## Aim
Please edit the earthquake-resistant building report by rewriting the stretch from "1.1. SCOPE &" through "the valuable time.", replacing "valuable time" with "precious time".

## Excerpt provided
* * * * *
INDUSTRIAL ENGINEERING

IE DESIGN ASSIGNMENT

DESIGN OF EARTHQUAKE RESISATNT BUILDING

JEETU RANA (roll no 39)

HEMANTH KUMAR (roll no 36)

ABSTRACT

In this project work, an attempt has been made to plan and design a G+4 storied shopping complex building. This project work involves planning, analysis, designs, drawings and estimation of a typical multistoried building.

The salient features of the G+4 storied building are as given below the basement floor is 1.20m above the existing ground level. The shopping complex consists of G+4 floors with 3.60m ceiling height. The carpet area available in each floor is 1220sq.m.

This shopping complex having all facilities under one roof, designed with shops, Super market, Food court, Net point, Gym, Table tennis court, Coffee shop with ample car parking etc, with very good water supply and sanitary arrangements.

The planned five storey commercial building frame in modeled in STAAD Pro.Various load combinations are included in the frame analysis and the lateral loads are calculated by seismic coefficient method for the earthquake zone III with response reduction factor 3. The amount of concrete and steel required along with the total cost of the building is calculated.

The structural design has been manually done. The estimate of the building is prepared on the basis of plinth area rate. Necessary structural drawings are enclosed at appropriate places.

INTRODUCTION

1.1. SCOPE & IMPORTANCE:

Shopping and Entertainment is an important for each and every one. But they have short of time, so they need a shopping complex under one roof to save the valuable time.

1.2. LOCATION:

We have decided to choose the site for the construction of shopping complex at Vadapalani in Chennai city.

The site accommodates the following special feature.

Ø Land is available in the centre of city.

Ø The site is located in main road.

Ø 24 hour transportation facilities available.

3.2. ANALYSIS:

3.2.1. MATERIAL:

Grade of reinforcement : Fe415

Grade of concrete : M25

Density of concrete : 2500Kg/m³

3.2.2. LOADING:

Dead load:

Partition wall and other external walls, floor finish etc., as per the provisions of IS: 875-1987(part I)

Superimposed load:

As per the provisions of IS: 875-1987(part II)
* * * * *
## Provided material

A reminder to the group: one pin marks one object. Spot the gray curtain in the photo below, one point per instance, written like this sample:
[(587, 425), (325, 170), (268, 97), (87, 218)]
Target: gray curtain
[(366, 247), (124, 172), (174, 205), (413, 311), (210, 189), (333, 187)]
* * * * *
## Complete answer
1.1. SCOPE & IMPORTANCE:

Shopping and Entertainment is an important for each and every one. But they have short of time, so they need a shopping complex under one roof to save the precious time.